Para el Apóstol la solidaridad entre cristianos es el signo concreto de
pertenencia a un mismo cuerpo. Esta se realiza ciertamente con las oraciones de
unos por otros, la acogida de todos, y sobre todo cuando los más «fuertes» en
la fe cuidan de los más débiles, pero también con una solidaridad material de
orden financiero. Incluso las vastas Iglesias locales, deben saber que
pertenecen a una familia más grande. Pedro tiene un papel fundamental en esta
solidaridad intraeclesial.
Pablo fue el hombre de la comunión: comunión entre las Iglesias,
comunión entre las personas, comunión entre los paganos-cristianos y los
judíos-cristianos. Quien había gozado de una revelación única y directa de
Cristo nunca quiso romper la comunión con Pedro.

## LISTADO

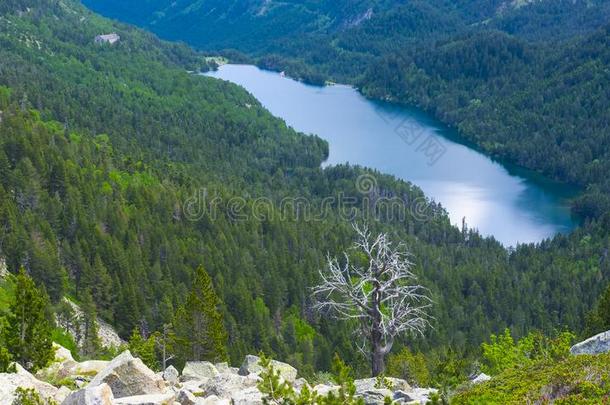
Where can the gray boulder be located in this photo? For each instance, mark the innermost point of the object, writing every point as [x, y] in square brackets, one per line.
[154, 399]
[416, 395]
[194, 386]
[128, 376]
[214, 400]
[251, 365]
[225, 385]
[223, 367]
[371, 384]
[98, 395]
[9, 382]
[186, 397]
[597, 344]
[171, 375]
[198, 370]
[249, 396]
---
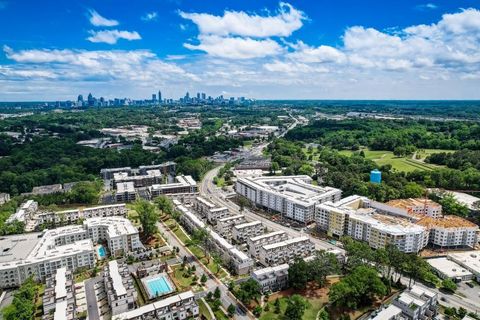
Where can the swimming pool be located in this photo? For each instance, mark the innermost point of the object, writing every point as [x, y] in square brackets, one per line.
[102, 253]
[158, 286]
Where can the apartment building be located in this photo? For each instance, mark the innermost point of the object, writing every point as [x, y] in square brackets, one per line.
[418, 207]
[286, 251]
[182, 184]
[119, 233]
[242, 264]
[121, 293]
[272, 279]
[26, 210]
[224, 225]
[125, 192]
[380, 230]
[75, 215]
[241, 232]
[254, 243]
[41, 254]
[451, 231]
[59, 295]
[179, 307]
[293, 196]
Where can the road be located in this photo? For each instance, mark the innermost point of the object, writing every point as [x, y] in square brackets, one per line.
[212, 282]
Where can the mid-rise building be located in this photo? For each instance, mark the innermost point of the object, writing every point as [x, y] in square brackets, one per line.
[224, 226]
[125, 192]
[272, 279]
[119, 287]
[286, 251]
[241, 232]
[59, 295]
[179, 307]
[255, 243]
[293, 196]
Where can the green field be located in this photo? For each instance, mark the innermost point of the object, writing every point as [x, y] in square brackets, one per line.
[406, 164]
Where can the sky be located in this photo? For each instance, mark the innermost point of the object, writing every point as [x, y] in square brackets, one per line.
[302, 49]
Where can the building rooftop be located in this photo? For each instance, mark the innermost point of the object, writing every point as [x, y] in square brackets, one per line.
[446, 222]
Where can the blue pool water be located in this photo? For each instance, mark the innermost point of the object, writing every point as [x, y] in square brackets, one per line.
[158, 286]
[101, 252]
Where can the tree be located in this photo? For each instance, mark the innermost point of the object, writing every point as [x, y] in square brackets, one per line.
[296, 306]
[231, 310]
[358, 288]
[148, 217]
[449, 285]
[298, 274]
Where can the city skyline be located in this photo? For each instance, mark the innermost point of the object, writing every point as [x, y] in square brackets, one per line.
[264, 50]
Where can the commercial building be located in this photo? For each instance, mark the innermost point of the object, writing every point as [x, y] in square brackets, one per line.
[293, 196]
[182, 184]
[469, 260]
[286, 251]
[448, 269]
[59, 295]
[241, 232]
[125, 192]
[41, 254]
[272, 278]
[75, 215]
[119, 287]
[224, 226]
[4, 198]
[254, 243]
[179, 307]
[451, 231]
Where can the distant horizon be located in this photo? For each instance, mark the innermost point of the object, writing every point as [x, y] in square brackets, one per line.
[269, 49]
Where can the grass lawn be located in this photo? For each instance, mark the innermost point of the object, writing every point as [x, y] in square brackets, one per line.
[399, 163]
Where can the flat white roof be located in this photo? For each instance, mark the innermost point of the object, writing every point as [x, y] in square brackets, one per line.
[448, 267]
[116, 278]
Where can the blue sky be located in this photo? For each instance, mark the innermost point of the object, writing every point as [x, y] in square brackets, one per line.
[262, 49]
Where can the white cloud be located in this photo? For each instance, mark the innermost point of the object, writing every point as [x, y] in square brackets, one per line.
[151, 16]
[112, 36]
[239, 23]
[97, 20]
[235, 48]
* * *
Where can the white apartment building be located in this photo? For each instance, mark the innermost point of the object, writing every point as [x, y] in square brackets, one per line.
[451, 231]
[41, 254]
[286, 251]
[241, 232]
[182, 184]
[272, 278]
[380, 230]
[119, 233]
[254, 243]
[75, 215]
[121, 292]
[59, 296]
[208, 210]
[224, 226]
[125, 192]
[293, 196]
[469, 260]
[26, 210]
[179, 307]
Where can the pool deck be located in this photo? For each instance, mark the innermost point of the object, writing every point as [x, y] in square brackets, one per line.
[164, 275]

## TAREAS
(1) Devuelve sin cambios el fragmento del texto sobre Pablo que va de "Para el Apóstol" a "comunión con Pedro.".
(2) Según el texto sobre Pablo, ¿de qué es signo concreto la solidaridad entre cristianos?

## RESPUESTAS
(1)
Para el Apóstol la solidaridad entre cristianos es el signo concreto de
pertenencia a un mismo cuerpo. Esta se realiza ciertamente con las oraciones de
unos por otros, la acogida de todos, y sobre todo cuando los más «fuertes» en
la fe cuidan de los más débiles, pero también con una solidaridad material de
orden financiero. Incluso las vastas Iglesias locales, deben saber que
pertenecen a una familia más grande. Pedro tiene un papel fundamental en esta
solidaridad intraeclesial.
Pablo fue el hombre de la comunión: comunión entre las Iglesias,
comunión entre las personas, comunión entre los paganos-cristianos y los
judíos-cristianos. Quien había gozado de una revelación única y directa de
Cristo nunca quiso romper la comunión con Pedro.

(2) De pertenencia a un mismo cuerpo.